» Seçilen alıntı
•••
Mehmet Şimşek sözünü tutmuyor

- Mehmet Şimşek atandığında, Merkez Bankası Başkanı atandığında, ‘Artık arka kapıdan dolar satmayacağız’ sözü verildi. Peki verilen söze karşın, niçin şimdi arka kapıdan döviz satmaya başladılar? Şeffaflık diyorlardı, eğer kendilerine güvenilecekse neden bunun gereği olarak 128 milyar doların kimlere hangi koşullarda satıldığını niye açıklamıyorlar? Bu yeterince sorgulanmıyor mesela. Yazılmıyor, çizilmiyor, Mehmet Şimşek’e sorulmuyor. Sorulması lazım. Erdem diyorsun, şeffaflık diyorsun, dürüstlük diyorsun, kararlar kamuoyuna açıklanacak diyorsun. İyi de 128 milyar dolar nerede? Kime satıldı? Bilmiyoruz.”

Değişimin içinde yaşayanlar bazen...
•••
» Çıkarılan veriler
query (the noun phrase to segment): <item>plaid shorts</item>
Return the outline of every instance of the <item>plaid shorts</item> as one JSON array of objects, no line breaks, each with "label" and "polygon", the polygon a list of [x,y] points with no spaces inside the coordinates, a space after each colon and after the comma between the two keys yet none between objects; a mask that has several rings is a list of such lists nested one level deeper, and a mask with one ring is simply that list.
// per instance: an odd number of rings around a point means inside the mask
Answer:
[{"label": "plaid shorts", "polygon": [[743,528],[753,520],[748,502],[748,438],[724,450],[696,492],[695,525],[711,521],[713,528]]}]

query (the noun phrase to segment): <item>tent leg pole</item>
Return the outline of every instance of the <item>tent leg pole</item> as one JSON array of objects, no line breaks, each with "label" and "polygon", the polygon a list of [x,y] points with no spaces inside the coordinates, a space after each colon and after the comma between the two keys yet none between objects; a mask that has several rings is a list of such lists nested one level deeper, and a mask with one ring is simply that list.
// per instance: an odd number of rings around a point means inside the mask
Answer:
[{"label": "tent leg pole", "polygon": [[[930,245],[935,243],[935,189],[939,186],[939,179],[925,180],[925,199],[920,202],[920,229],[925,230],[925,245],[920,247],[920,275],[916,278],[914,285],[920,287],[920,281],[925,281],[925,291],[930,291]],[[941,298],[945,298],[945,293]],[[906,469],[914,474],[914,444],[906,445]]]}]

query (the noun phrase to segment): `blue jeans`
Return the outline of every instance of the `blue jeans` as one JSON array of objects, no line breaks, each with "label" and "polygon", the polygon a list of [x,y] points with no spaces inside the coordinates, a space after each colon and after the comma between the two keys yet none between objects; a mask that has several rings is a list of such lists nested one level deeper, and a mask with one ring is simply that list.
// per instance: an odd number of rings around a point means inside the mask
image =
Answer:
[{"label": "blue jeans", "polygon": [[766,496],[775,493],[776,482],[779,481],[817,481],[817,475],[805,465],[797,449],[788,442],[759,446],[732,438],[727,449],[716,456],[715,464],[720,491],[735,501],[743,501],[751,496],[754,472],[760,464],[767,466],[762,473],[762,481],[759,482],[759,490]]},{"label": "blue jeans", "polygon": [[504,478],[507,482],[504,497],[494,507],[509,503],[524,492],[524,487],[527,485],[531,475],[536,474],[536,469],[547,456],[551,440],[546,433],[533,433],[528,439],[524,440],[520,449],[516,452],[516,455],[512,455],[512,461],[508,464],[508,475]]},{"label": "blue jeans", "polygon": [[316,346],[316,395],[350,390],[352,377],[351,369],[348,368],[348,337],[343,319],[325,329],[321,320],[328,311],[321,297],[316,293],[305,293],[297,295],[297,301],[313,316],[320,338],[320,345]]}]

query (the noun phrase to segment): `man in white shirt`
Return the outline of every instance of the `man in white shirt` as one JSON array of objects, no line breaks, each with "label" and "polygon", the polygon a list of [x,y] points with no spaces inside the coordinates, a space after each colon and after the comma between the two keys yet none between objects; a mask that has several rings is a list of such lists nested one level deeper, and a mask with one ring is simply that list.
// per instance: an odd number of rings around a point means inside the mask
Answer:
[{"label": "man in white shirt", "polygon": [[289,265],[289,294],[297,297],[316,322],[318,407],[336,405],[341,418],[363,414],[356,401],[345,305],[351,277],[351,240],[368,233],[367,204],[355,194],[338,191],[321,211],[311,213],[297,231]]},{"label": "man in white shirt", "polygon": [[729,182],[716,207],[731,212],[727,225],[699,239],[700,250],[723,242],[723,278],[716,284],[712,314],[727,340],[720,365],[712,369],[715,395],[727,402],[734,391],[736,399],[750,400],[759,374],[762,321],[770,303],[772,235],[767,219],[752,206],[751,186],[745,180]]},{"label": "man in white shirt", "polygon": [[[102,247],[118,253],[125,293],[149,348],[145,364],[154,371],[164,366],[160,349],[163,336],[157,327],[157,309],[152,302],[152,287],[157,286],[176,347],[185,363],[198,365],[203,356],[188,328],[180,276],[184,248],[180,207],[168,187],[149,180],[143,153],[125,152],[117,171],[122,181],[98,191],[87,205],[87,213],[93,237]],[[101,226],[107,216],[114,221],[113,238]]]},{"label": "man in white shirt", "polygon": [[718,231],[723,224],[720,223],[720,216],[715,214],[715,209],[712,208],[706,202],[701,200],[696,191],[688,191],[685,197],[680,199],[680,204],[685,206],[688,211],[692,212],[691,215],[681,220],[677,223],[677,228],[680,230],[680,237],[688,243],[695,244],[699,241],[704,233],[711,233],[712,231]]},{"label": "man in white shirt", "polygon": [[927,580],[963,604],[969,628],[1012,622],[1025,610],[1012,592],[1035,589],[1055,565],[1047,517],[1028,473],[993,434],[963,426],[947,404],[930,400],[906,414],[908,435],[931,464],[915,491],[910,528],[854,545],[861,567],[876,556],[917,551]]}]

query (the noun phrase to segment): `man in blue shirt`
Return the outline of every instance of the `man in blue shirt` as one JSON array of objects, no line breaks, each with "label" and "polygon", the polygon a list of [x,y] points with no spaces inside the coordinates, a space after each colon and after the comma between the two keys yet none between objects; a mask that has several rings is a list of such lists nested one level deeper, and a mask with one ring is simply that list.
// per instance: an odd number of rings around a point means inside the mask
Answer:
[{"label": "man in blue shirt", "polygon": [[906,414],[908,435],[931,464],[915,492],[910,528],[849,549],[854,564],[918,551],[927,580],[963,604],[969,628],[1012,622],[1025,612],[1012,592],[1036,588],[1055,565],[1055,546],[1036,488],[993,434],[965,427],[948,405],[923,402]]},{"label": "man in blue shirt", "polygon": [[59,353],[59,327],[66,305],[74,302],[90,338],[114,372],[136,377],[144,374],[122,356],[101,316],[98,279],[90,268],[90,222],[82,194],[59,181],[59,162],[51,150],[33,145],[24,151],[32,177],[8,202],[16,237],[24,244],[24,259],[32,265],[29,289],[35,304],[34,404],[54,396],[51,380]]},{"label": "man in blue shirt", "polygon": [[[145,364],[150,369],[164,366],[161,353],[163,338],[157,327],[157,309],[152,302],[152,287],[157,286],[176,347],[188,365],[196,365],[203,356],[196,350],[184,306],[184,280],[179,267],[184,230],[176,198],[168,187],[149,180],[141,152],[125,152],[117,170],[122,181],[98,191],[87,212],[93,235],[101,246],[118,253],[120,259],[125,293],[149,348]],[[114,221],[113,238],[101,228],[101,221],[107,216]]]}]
•••
» İstenenler
(A) Mehmet Şimşek hakkındaki alıntıyı baştan sona, hiçbir değişiklik yapmadan yazın.
(B) Kayıtlarda "tent" sözcüğünü içeren her satırı çekip çıkarın. Büyük-küçük harf ayrımı önemlidir.

» Doğru yanıtlar
(A)
Mehmet Şimşek sözünü tutmuyor

- Mehmet Şimşek atandığında, Merkez Bankası Başkanı atandığında, ‘Artık arka kapıdan dolar satmayacağız’ sözü verildi. Peki verilen söze karşın, niçin şimdi arka kapıdan döviz satmaya başladılar? Şeffaflık diyorlardı, eğer kendilerine güvenilecekse neden bunun gereği olarak 128 milyar doların kimlere hangi koşullarda satıldığını niye açıklamıyorlar? Bu yeterince sorgulanmıyor mesela. Yazılmıyor, çizilmiyor, Mehmet Şimşek’e sorulmuyor. Sorulması lazım. Erdem diyorsun, şeffaflık diyorsun, dürüstlük diyorsun, kararlar kamuoyuna açıklanacak diyorsun. İyi de 128 milyar dolar nerede? Kime satıldı? Bilmiyoruz.”

Değişimin içinde yaşayanlar bazen...

(B)
query (the noun phrase to segment): <item>tent leg pole</item>
Return the outline of every instance of the <item>tent leg pole</item> as one JSON array of objects, no line breaks, each with "label" and "polygon", the polygon a list of [x,y] points with no spaces inside the coordinates, a space after each colon and after the comma between the two keys yet none between objects; a mask that has several rings is a list of such lists nested one level deeper, and a mask with one ring is simply that list.
[{"label": "tent leg pole", "polygon": [[[930,245],[935,243],[935,189],[939,186],[939,179],[925,180],[925,199],[920,202],[920,229],[925,230],[925,245],[920,247],[920,275],[916,278],[914,285],[920,287],[920,281],[925,281],[925,291],[930,291]],[[941,298],[945,298],[945,293]],[[906,469],[914,474],[914,444],[906,445]]]}]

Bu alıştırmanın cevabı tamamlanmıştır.